Your answer should be one number: the count of lines in the data below that include "sign".

[DATA SUPPLIED Boundary: Start]

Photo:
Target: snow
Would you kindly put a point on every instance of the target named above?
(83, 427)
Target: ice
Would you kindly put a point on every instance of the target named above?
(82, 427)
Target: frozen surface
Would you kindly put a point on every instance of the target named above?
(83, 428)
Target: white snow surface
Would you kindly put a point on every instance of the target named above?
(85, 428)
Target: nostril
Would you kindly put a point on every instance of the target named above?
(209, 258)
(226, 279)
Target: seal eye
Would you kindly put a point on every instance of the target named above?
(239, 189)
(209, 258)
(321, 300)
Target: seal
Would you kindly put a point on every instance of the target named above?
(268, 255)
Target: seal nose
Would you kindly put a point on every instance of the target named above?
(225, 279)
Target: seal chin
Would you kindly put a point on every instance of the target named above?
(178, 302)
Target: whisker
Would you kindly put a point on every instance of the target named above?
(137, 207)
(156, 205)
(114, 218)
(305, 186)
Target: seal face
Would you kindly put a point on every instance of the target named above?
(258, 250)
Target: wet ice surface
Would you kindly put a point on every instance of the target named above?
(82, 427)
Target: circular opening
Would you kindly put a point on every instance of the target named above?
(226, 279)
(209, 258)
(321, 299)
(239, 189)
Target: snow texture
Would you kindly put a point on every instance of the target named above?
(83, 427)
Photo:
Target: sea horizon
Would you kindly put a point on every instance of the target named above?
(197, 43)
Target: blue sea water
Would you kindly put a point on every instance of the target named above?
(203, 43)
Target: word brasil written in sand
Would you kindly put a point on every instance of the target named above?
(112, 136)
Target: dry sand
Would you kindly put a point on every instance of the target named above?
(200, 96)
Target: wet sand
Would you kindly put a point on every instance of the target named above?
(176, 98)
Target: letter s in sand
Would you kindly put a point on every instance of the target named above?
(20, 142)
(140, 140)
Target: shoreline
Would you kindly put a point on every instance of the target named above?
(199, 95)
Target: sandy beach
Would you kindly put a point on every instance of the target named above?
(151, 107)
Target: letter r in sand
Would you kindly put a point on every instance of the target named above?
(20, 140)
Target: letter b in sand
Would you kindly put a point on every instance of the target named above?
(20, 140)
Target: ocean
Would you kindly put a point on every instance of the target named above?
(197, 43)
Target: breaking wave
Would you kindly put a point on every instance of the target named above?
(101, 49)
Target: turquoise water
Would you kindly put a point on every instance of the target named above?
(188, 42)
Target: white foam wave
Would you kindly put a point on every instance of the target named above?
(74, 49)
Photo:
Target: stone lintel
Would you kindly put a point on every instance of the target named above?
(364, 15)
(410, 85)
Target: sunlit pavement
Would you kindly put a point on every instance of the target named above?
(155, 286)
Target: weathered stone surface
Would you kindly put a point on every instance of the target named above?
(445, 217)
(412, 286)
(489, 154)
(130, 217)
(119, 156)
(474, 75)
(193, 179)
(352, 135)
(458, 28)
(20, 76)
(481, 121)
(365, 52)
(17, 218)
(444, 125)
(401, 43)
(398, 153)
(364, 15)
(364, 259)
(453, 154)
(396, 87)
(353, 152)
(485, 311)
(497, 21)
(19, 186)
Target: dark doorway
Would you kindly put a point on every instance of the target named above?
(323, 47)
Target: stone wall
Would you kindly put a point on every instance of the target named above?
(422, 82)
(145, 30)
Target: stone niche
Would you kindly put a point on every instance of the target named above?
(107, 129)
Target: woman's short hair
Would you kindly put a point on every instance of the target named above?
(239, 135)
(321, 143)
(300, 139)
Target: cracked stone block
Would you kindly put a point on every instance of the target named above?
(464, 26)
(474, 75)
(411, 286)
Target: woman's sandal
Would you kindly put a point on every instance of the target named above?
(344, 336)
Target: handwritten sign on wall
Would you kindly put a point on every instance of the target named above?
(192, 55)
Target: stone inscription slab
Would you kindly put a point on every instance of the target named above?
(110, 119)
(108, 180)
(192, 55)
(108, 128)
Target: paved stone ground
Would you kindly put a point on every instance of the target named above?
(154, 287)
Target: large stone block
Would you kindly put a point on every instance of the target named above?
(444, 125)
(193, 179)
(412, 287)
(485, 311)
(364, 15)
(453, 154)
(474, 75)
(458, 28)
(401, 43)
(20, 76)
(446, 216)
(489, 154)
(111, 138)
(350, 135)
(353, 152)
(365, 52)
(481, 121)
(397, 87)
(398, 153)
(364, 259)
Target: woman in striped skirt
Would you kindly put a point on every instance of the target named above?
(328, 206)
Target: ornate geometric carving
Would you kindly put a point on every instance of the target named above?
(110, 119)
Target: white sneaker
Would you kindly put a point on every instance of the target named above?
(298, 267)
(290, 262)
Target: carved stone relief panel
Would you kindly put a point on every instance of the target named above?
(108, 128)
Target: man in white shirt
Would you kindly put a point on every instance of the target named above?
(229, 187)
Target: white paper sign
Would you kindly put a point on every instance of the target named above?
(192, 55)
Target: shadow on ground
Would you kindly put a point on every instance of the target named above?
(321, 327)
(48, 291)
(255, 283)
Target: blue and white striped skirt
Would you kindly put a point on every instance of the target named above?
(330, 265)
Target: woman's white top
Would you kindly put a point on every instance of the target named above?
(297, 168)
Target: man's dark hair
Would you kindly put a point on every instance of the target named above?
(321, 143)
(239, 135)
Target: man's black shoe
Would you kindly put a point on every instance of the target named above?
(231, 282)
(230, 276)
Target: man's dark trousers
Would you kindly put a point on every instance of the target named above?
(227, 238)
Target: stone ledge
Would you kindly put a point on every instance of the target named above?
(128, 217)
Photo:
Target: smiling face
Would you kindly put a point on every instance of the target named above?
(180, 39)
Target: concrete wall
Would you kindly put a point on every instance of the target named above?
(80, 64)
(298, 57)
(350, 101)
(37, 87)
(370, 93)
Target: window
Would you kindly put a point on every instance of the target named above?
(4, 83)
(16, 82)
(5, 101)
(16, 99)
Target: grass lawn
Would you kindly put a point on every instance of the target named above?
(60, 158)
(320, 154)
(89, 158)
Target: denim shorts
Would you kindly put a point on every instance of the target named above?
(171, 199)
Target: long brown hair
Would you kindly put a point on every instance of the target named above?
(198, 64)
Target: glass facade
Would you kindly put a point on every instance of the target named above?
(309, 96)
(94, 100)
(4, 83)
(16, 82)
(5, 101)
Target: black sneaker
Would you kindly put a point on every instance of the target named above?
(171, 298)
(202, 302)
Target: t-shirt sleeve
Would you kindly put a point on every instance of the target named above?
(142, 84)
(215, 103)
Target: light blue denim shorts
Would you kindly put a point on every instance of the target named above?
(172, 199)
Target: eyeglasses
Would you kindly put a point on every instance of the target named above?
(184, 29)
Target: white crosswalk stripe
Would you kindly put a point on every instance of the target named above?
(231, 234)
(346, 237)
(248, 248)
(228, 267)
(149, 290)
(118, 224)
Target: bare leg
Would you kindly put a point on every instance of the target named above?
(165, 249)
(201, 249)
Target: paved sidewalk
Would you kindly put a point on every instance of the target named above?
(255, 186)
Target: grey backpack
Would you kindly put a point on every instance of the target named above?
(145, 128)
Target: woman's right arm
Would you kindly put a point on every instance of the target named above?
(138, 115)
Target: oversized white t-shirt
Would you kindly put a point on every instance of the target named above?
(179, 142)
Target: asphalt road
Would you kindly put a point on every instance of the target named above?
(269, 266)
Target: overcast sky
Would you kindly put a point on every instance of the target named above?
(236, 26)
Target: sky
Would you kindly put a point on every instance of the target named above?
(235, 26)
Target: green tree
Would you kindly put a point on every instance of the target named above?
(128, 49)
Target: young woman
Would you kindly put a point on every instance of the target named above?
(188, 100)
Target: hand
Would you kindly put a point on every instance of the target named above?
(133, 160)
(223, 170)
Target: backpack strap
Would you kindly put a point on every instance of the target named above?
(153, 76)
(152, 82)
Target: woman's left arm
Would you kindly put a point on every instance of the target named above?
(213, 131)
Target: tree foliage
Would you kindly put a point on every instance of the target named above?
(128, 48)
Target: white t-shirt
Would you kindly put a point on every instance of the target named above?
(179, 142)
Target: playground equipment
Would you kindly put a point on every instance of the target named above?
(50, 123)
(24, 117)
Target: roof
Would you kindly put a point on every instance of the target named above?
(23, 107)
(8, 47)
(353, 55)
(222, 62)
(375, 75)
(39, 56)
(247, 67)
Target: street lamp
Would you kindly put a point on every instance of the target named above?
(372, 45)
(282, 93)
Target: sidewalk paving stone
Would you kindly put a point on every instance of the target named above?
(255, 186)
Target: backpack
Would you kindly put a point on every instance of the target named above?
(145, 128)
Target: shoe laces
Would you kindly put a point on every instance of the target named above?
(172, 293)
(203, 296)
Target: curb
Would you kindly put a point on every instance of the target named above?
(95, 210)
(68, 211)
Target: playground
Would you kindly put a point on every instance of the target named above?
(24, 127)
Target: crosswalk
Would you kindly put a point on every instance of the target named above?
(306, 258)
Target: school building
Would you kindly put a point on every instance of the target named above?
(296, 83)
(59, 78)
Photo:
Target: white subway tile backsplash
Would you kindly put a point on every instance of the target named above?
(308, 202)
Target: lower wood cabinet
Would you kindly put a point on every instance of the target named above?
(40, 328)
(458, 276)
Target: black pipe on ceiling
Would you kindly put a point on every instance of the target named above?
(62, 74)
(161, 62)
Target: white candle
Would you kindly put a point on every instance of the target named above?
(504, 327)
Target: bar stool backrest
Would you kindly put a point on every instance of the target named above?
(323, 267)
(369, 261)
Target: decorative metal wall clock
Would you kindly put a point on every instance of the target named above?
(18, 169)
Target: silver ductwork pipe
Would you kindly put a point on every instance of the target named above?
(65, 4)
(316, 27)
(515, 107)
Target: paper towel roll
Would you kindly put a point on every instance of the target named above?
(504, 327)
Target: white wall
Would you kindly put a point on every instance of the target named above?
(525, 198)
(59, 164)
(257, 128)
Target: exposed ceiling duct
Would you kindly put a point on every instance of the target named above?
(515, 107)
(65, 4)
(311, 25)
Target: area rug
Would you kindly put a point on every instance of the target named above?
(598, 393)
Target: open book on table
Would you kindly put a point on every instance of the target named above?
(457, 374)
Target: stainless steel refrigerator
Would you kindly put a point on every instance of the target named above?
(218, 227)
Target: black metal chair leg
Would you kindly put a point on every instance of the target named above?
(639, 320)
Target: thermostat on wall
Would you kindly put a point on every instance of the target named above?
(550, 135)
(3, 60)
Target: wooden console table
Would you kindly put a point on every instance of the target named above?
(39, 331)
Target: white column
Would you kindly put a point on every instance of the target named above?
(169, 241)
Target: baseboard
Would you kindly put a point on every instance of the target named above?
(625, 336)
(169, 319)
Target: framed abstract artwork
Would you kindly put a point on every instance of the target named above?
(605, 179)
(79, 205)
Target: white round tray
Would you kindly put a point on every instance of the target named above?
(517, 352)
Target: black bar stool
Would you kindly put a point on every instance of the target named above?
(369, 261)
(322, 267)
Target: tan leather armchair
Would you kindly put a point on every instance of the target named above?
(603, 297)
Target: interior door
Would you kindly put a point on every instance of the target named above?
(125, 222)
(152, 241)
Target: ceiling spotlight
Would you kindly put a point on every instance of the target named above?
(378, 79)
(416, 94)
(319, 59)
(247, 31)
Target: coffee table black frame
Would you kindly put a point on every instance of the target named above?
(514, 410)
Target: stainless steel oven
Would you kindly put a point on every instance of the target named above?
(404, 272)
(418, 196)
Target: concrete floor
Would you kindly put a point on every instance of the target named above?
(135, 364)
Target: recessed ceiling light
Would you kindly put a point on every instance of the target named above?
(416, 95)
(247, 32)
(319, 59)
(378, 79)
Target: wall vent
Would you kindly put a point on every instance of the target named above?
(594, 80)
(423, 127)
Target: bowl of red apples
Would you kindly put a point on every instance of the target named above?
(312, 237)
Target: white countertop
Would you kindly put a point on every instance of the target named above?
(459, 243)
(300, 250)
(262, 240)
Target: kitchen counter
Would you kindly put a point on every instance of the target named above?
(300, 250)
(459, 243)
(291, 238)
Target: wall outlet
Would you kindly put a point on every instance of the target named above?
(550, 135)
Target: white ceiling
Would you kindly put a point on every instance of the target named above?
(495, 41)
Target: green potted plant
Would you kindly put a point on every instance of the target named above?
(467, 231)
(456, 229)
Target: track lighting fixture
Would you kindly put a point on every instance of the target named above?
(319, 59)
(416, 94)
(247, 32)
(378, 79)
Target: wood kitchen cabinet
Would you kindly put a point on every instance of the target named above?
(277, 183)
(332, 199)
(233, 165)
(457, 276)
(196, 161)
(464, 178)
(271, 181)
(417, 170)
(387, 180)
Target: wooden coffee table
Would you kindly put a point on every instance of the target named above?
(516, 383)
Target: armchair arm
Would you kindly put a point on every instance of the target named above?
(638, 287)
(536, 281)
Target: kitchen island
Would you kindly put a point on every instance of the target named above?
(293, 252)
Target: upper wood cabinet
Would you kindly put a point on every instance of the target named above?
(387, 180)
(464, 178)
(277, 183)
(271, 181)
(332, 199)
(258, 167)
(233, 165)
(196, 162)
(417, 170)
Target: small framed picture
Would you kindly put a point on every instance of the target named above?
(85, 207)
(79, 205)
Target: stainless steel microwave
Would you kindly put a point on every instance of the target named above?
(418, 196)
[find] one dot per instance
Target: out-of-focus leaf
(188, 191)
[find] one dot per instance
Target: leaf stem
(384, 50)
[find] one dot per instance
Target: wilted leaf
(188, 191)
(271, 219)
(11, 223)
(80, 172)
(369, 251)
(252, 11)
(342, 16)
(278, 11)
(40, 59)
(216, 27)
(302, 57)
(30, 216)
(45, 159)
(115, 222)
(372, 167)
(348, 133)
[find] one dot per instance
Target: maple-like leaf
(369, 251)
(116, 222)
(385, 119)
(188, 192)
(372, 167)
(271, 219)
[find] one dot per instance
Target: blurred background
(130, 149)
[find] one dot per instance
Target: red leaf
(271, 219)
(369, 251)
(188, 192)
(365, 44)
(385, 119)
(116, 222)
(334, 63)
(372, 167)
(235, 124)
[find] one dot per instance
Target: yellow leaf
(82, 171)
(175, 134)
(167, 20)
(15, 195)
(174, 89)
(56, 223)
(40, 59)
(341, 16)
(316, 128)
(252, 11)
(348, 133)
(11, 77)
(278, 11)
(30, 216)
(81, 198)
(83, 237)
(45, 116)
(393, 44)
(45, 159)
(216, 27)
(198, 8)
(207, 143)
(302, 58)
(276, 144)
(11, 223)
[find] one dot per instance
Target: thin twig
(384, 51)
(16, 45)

[DATA SUPPLIED Boundary: End]

(EXERCISE RESULT)
2